**Estratto del testo**

Il presupposto di questa seconda forma di adeguamento è, come in precedenza accennato, il fatto che “le nuove condizioni contrattuali non comportino un peggioramento delle condizioni precedentemente applicate”.
Il raffronto deve avere naturalmente ad oggetto la sola clausola anatocistica, dal momento che la Delib. CICR 9 febbraio 2000, si occupa di tali disposizioni pattizie e solo di tali disposizioni pattizie: è escluso, pertanto, che il peggioramento o meno delle nuove condizioni possa essere apprezzato avendo riguardo a clausole del contatto di diverso contenuto.
Nel contratto di conto corrente la comparazione deve investire, poi, la clausola nel suo complesso, e quindi la disciplina della capitalizzazione degli interessi sia attivi che passivi; e non potrebbe essere altrimenti, dal momento che la clausola da regolarizzare deve compararsi alla clausola che prevede la “stessa periodicità nel conteggio degli interessi creditori e debitori” (art. 2, comma 2, della Delib., indirettamente richiamata dall’art. 7, comma 1): sicchè è con riguardo a tali condizioni (che riguardano, dunque, entrambe le indicate tipologie di interessi) che deve accertarsi se vi sia stato o meno il peggioramento di cui è parola nell’art. 7, commi 2 e 3.
Ciò posto, è da rilevare che nella situazione determinatasi a seguito della nominata pronuncia di incostituzionalità l’operazione di raffronto imposta dalla Delib. si dimostra inattuabile.
La banca istante muove dal presupposto, assunto come pacifico, che le condizioni contrattuali applicate in precedenza prevedevano la “capitalizzazione disgiunta” (cfr. ricorso, pag. 28): e quindi – è da intendere – una diversa periodicità della capitalizzazione degli interessi creditori e debitori. Ma poichè, in assenza di usi normativi contrari, le nominate condizioni contrattuali sono nulle, in base all’art. 1283 c.c., le condizioni indicate dalla disposizione della Delib. CICR circa la pari periodicità del conteggio degli interessi stessi non possono essere confrontate con una valida disposizione anatocistica, contenuta nel contratto di conto corrente, da considerarsi tamquam non esset.
3.9. – L’unico raffronto teoricamente possibile, in un contesto giuridico in cui le clausole anatocistiche pattuite nel passato sono da considerarsi nulle, potrebbe riguardare la capitalizzazione con eguale periodicità (di cui all’art. 2, comma 2, cit.), da un lato, e la totale assenza di capitalizzazione (derivata dalla nullità), dall’altro.

**Esercizi da svolgere**
**A.** Secondo il brano sulla capitalizzazione degli interessi, che cosa prevedevano le condizioni contrattuali applicate in precedenza, stando al presupposto da cui muove la banca istante?
**B.** Riprendi il brano sulla capitalizzazione degli interessi subito dopo la sua ultima frase e portalo avanti.

**Voci**
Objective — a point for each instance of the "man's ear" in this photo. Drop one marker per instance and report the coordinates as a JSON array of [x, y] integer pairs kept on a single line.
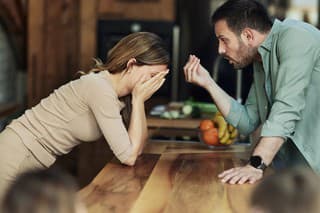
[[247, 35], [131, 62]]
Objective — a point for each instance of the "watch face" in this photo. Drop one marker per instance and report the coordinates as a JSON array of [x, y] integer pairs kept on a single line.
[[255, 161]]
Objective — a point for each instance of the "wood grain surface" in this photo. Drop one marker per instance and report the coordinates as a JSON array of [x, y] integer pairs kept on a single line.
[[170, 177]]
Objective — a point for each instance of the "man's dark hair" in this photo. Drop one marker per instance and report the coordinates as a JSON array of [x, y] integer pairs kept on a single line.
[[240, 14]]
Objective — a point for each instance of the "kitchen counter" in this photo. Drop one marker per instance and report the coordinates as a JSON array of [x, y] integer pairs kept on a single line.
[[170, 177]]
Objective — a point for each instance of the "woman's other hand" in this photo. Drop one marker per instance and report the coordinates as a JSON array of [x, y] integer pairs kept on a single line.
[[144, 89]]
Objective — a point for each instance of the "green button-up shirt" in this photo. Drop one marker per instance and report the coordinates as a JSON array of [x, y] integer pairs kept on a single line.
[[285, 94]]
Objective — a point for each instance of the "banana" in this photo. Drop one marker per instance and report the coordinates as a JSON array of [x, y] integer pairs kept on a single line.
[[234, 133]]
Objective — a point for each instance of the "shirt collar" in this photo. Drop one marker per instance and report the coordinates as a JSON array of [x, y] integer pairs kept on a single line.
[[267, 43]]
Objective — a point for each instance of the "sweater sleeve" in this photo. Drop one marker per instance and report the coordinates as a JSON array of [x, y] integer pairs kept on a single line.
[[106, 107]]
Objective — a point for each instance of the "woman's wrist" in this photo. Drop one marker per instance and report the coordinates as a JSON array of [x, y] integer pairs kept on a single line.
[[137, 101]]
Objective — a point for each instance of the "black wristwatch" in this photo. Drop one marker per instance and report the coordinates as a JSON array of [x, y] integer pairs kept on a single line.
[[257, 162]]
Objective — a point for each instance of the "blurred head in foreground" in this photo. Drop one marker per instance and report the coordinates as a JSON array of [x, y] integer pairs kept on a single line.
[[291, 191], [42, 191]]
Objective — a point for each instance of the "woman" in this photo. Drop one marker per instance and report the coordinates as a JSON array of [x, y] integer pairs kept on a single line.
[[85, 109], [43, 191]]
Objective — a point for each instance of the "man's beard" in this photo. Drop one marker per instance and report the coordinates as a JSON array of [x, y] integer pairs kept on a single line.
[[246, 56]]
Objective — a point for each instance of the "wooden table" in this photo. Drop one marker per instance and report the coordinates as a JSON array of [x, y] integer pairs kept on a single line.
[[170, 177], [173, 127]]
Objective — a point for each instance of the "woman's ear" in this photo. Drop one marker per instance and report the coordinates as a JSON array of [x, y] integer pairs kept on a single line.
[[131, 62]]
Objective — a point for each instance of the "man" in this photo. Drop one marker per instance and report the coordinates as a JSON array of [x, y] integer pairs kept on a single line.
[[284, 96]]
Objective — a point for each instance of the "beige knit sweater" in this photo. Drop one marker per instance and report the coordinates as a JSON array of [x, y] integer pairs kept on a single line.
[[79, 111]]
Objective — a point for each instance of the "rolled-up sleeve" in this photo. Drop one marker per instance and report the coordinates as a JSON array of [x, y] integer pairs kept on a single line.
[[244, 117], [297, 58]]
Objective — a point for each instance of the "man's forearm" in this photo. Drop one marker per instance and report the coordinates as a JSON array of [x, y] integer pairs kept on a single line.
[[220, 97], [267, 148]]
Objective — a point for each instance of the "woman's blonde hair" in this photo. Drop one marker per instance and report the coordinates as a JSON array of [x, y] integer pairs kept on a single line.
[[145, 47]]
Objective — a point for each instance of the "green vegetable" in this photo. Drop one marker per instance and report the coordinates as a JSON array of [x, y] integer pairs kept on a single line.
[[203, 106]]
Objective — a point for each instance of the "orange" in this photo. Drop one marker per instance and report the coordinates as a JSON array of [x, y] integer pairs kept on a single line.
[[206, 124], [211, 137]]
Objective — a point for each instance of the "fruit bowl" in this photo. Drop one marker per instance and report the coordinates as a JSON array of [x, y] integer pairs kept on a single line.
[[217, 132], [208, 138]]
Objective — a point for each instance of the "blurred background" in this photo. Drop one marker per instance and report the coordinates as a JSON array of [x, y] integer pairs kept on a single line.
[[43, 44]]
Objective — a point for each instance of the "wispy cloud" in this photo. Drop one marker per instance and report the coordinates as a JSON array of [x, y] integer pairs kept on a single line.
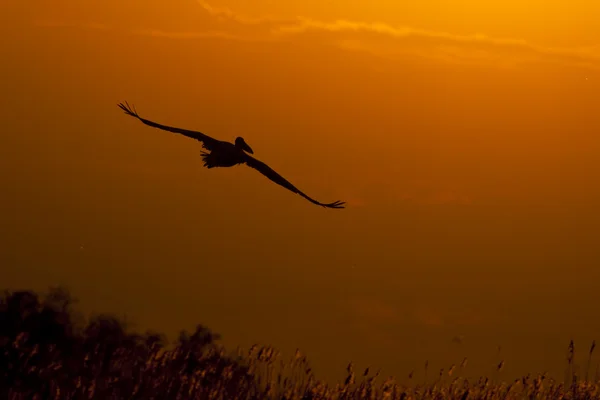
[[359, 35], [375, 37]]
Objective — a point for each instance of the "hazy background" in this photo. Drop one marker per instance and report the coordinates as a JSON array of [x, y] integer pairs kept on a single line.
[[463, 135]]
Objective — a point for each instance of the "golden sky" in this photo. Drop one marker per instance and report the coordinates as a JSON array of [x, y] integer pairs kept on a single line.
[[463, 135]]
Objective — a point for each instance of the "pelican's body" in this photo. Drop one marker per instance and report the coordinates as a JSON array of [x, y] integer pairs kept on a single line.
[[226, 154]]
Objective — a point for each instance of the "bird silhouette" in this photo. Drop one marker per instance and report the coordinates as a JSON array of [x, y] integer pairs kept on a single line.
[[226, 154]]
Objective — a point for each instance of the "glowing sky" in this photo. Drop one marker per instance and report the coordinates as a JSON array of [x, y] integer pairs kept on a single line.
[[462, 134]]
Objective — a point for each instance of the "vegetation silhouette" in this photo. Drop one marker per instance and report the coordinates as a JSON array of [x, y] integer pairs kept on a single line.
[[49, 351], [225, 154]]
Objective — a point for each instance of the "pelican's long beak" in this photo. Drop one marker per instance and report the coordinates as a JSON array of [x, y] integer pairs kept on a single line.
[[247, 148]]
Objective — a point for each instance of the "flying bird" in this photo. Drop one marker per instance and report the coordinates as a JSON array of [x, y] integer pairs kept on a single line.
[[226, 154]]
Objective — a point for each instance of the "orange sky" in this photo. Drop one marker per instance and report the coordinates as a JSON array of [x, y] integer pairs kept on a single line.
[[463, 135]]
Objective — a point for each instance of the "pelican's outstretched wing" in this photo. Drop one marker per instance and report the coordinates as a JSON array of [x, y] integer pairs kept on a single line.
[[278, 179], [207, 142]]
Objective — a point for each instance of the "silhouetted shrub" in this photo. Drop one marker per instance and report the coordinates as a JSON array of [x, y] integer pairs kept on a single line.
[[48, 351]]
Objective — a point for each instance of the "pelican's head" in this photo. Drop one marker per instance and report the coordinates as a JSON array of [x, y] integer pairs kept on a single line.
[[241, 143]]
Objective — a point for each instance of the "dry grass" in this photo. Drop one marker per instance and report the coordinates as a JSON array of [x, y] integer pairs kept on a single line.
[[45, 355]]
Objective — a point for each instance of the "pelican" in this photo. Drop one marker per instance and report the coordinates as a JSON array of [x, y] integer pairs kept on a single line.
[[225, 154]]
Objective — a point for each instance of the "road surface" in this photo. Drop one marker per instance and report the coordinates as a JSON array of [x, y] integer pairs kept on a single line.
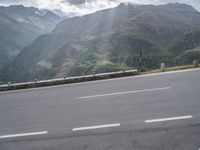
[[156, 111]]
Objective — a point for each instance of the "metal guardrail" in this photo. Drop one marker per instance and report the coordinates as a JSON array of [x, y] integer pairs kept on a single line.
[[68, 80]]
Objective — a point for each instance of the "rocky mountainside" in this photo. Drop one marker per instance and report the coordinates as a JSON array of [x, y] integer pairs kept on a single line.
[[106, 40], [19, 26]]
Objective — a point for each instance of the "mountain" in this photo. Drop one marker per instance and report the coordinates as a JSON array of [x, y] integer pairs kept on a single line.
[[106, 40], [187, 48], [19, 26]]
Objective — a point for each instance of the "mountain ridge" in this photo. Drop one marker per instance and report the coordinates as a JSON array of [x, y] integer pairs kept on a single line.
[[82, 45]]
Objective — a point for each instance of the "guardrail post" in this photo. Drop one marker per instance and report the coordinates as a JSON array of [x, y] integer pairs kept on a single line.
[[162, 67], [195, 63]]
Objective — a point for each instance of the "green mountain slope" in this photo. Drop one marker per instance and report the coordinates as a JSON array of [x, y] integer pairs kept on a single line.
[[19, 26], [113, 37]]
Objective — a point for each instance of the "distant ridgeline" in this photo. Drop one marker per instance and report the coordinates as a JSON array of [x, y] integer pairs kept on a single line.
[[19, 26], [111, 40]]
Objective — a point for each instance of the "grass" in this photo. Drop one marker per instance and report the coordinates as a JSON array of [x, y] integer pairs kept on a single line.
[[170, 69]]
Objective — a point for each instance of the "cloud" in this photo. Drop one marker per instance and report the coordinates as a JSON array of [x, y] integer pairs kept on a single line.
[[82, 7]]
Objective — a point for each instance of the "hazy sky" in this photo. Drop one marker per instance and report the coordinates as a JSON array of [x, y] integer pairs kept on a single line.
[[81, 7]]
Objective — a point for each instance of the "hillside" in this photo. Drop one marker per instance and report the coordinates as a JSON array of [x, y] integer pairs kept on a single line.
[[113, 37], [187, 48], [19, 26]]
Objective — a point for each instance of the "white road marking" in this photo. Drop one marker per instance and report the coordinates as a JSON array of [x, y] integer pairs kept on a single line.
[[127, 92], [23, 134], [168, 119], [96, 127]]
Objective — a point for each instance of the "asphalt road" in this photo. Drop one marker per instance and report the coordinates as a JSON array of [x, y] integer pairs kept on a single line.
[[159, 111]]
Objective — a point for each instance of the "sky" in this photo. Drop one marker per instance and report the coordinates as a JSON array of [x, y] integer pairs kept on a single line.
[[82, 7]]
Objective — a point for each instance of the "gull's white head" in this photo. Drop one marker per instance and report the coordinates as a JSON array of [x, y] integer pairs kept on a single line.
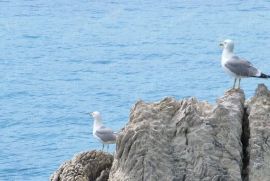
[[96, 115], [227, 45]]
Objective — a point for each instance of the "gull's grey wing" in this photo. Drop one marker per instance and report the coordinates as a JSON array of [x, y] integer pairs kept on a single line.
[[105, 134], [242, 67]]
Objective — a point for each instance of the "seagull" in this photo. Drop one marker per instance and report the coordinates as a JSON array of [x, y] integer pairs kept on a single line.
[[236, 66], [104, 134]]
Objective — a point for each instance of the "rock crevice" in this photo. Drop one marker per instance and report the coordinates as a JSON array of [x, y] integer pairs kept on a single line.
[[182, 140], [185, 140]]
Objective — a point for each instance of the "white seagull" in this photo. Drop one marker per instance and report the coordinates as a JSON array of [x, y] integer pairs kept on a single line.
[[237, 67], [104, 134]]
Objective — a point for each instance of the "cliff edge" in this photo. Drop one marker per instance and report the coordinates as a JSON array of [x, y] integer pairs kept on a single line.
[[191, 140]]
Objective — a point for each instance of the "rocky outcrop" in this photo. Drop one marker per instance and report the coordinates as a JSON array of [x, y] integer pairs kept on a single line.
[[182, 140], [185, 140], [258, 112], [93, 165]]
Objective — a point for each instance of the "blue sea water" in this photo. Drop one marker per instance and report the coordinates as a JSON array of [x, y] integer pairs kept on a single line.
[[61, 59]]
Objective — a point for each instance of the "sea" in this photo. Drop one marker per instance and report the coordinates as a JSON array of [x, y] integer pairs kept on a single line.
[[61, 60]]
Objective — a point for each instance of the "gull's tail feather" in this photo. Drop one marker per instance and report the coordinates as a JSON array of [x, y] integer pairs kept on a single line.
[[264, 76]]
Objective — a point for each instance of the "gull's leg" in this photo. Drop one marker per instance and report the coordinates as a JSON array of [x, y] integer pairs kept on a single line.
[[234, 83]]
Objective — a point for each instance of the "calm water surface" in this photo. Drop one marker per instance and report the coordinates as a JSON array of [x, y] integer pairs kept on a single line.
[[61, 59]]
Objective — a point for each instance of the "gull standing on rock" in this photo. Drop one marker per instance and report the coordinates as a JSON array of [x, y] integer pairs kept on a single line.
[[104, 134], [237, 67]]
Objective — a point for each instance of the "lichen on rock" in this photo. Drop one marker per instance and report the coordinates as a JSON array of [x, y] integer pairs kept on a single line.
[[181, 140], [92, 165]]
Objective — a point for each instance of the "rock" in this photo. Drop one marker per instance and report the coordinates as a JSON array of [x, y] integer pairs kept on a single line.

**Soluzioni**
**A.** Prevedevano la "capitalizzazione disgiunta", cioè una diversa periodicità della capitalizzazione degli interessi creditori e debitori.

**B.**
La Delib. CICR non prende però in considerazione una tale giustapposizione.
Va ricordato, in proposito, che l’art. 7 di tale Delib. allude specificamente a delle vere e proprie “condizioni”, e dunque a quanto le parti avessero puntualmente stabilito in punto di capitalizzazione, e ciò sul chiaro presupposto, più volte indicato, della precorsa valida stipulazione di clausole anatocistiche. Come si è detto, l’art. 2, comma 2, subordina poi, per il futuro, la pratica anatocistica al fatto che nel conto corrente sia stabilita la medesima periodicità nel conteggio degli interessi creditori e debitori. Appare dunque evidente che il carattere deteriore delle “condizioni precedentemente applicate” si debba misurare sul piano della capitalizzazione e della sua cadenza. Tale raffronto sarebbe stato concretamente attuabile in assenza della declaratoria di incostituzionalità dell’art. 25, comma 3, più volte citato, dal momento che in base alle norme bancarie uniformi del passato veniva normalmente praticata la capitalizzazione annuale degli interessi creditori e la capitalizzazione trimestrale di quelli debitori. Per contro, in mancanza di una clausola, valida, che preveda, per almeno una delle due tipologie di interesse (attivo o passivo) una capitalizzazione da attuarsi con una data frequenza, è impossibile stabilire se il criterio della pari periodicità, di cui all’art. 2, comma 2, della Delib., sia favorevole o sfavorevole per il correntista.
La conclusione è logica conseguenza del fatto che la norma transitoria di cui all’art. 7 mira a regolare la mera modificazione delle condizioni anatocistiche (in cui assume centralità proprio il dato della periodicità della capitalizzazione degli interessi), ma non l’inserimento, nel contratto, di una clausola anatocistica prima inesistente.
3.10. – La condizione di inapplicabilità delle previsioni della Delib. che sono basate sul raffronto tra le condizioni di capitalizzazione è, d’altro canto, insuperabile. Non si rinviene, infatti, alcuna soddisfacente regola che sia idonea ad assegnare una qualche consistenza di significato, ai fini della comparazione che l’art. 7 cit. esige, alla clausola anatocistica nulla.
E’ da escludere, in particolare, che l’apprezzamento circa l’esistenza del peggioramento di cui all’art. 7, commi 2 e 3, possa farsi dipendere dall’andamento del conto e assumersi, così, che, a fronte dell’assenza di una valida previsione circa la capitalizzazione degli interessi debitori e creditori, tale peggioramento sussista se il conto risulti in passivo, mentre non sussista se sia, invece, attivo. Tale impostazione – che si fonda sul rilievo per cui il transito da una condizione di mancata capitalizzazione a una condizione di capitalizzazione è vantaggiosa per il cliente se allo stesso debbano essere accreditati interessi e sfavorevole se gli si debbano invece addebitare – finisce per far dipendere il peggioramento delle condizioni contrattuali da una situazione meramente contingente, che potrebbe essere presente in un dato momento (quello dell’entrata in vigore della Delib. CICR) e mancare in un frangente successivo: il che, oltre a contrastare con l’art. 7 cit., che fissa un criterio univoco e astratto, dipendente dal solo tenore delle pattuizioni intercorse, finisce per veicolare, come è ovvio, esiti ben poco ragionevoli sul piano applicativo.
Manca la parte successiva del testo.